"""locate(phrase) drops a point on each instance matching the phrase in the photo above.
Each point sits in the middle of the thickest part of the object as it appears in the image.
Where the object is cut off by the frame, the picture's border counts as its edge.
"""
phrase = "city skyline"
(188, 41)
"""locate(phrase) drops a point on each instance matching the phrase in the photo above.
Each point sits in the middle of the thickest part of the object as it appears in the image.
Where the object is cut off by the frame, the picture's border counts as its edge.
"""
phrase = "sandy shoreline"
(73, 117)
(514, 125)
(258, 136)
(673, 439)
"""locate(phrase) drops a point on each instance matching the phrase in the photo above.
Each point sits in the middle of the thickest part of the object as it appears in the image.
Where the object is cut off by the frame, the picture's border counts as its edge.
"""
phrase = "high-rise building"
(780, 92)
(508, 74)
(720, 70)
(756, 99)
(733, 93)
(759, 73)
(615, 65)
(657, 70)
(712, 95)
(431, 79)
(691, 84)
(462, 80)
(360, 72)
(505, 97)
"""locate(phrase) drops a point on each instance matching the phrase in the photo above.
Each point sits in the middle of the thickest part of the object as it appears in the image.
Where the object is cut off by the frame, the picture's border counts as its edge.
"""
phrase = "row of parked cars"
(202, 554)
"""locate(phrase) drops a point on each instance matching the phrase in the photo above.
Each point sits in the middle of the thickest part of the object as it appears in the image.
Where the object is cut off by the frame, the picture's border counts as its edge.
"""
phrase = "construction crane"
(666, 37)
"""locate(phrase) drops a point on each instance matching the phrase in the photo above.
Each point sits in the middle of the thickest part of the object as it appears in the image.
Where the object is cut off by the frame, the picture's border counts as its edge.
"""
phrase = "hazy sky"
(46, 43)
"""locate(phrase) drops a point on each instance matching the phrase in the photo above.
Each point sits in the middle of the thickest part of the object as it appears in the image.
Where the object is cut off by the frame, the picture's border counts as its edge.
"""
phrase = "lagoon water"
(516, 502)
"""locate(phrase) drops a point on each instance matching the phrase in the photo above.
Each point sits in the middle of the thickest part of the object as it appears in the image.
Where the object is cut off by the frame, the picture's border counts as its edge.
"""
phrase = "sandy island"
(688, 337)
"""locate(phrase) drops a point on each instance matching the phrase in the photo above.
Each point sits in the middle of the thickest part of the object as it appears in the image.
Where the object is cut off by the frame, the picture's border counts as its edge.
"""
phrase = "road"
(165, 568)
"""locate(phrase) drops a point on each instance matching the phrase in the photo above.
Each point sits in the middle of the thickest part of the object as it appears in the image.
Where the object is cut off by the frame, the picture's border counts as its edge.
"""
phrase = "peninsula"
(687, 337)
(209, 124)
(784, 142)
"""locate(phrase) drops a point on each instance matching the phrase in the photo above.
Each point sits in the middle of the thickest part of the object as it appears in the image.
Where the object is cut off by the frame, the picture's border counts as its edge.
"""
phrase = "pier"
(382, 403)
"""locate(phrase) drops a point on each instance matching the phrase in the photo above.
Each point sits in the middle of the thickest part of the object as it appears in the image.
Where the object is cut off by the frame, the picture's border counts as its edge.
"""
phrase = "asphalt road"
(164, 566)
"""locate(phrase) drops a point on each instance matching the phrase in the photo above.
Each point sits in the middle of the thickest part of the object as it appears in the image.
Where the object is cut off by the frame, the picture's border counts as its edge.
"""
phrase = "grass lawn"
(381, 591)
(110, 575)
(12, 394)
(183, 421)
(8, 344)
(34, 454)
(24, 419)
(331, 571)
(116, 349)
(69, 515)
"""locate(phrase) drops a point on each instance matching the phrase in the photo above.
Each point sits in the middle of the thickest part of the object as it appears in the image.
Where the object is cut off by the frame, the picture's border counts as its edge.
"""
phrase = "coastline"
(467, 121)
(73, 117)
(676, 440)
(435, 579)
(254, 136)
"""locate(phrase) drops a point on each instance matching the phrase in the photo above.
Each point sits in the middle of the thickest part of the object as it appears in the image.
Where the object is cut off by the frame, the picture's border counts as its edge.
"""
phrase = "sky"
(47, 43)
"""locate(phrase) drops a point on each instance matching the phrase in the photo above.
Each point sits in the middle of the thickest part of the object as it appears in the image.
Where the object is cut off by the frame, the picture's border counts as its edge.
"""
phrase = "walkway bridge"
────────────────────
• _Problem description_
Exactly reproduce every line found in the records.

• _Exercise response_
"""locate(phrase) drops a point on each instance matching the phrase in the photo above.
Each point sits in the middle of the thickest part of the object as it appears in the image.
Where the object is cut off by the frame, the picture's border counts as its edge.
"""
phrase = "city skyline"
(188, 41)
"""locate(phrase) drops a point on each instance matching the phrase in the photo above.
Each point sits in the middle of the thickest part of the object as it appears in the image.
Where the object is cut off by the frame, the picture's border counts as its edge.
"""
phrase = "sandy shoreline"
(73, 117)
(514, 125)
(258, 136)
(673, 439)
"""locate(phrase) drops a point on each instance matching the phrase in the photo above.
Each point sits in the middle of the thickest part of the object as it appears in the image.
Where the object is cut off by the frame, the picture's border counts as its edge.
"""
phrase = "high-rise building"
(780, 92)
(508, 74)
(720, 70)
(756, 99)
(733, 93)
(759, 73)
(615, 65)
(657, 70)
(712, 95)
(431, 79)
(691, 84)
(462, 80)
(360, 72)
(505, 97)
"""locate(phrase) drops a point on each instance matching the phrase in the photo above.
Each point sits in the middle of the thickest part of the object as it appears in the image.
Where the object is cut off by the frame, the picture's border counts as its edge.
"""
phrase = "row of parked cars"
(202, 554)
"""locate(phrase) drops a point on each instance matching the phrase in the photo above.
Each point sits in the middle of the thickest part of the object as it appears in the image.
Where the object is cut off by the frame, the picture's border counts as its edge.
"""
phrase = "construction crane"
(666, 37)
"""locate(phrase) drops a point on each instance matching the phrase in the photo above.
Each point sits in the middle of the thickest part of the object as it appears in the image.
Where the object is cut off by the frame, the picture's border counts as its edge.
"""
phrase = "hazy sky"
(46, 43)
"""locate(phrase) drops a point on each instance matching the phrase in the photo above.
Each point sits in the middle of the thickest part of the object as it appears in the image.
Where the object is cut off by the frame, the picture's border counts as its edge.
"""
phrase = "lagoon water"
(516, 502)
"""locate(phrase) drops a point on each instance matching the phrase in the photo above.
Each point sits in the middle of the thickest part of the object as it appears in the image.
Where the object is cut off by the frame, the picture's border counts as its edge.
"""
phrase = "sandy island"
(688, 337)
"""locate(phrase) drops a point on each instance matching the phrase in the photo above.
Each point sits in the middle of the thickest part of the object as it appears in the image.
Where the object is cut off by the frame, the picture's border counts as its edge.
"""
phrase = "road"
(165, 568)
"""locate(phrase) drops a point on each instance matching the phrase in the photo above.
Each point sits in the middle of the thickest part of the object as it appears in the image.
Where the object is cut off by the frame, the picture's border counts as its edge.
"""
phrase = "peninsula"
(687, 337)
(209, 124)
(784, 142)
"""locate(phrase) drops a point on each instance matching the phrase in the photo above.
Each point sits in the middle of the thickest part of the object as it appears in the image.
Where the object is cut off by the frame, the picture's border counts as its edge.
"""
phrase = "pier"
(382, 403)
"""locate(phrase) drops a point on each instance matching the phrase in the photo above.
Each point sits in the middle of the thickest part of the object as it appears in the image.
Where the object is cut off by the frame, the picture's border counts as its edge.
"""
phrase = "asphalt road"
(164, 566)
"""locate(phrase) drops a point on each instance matching the phrase in the photo above.
Each point sits in the middle of the thickest part of the object as it appears in the image.
Where the object is cut off by the frame, the picture's border counts as its edge.
"""
phrase = "grass lawn"
(381, 591)
(110, 575)
(12, 394)
(183, 421)
(8, 344)
(34, 454)
(24, 419)
(331, 571)
(116, 349)
(69, 515)
"""locate(phrase) drops a point on each instance matching the phrase in the photo above.
Each point sits in the middle of the thickest part of the object as it appears in the image.
Where the object is cut off by the frame, the picture's border counts as its edge.
"""
phrase = "coastline"
(467, 121)
(73, 117)
(676, 440)
(435, 579)
(254, 136)
"""locate(phrase) drops a point on each instance matching the phrase in the photo above.
Each point sits in the middle of the thickest part of the object as it appears in the image.
Where the object is cut off by the frame, the picture's border counts as its edge.
"""
phrase = "sky"
(47, 43)
"""locate(phrase) drops a point on each instance matching the phrase in the photo above.
Each point sits in the middle of the thickest part of the object as it appears in the image.
Where the object is cut off by the frame, the picture's border counts as its edge.
"""
phrase = "walkway bridge"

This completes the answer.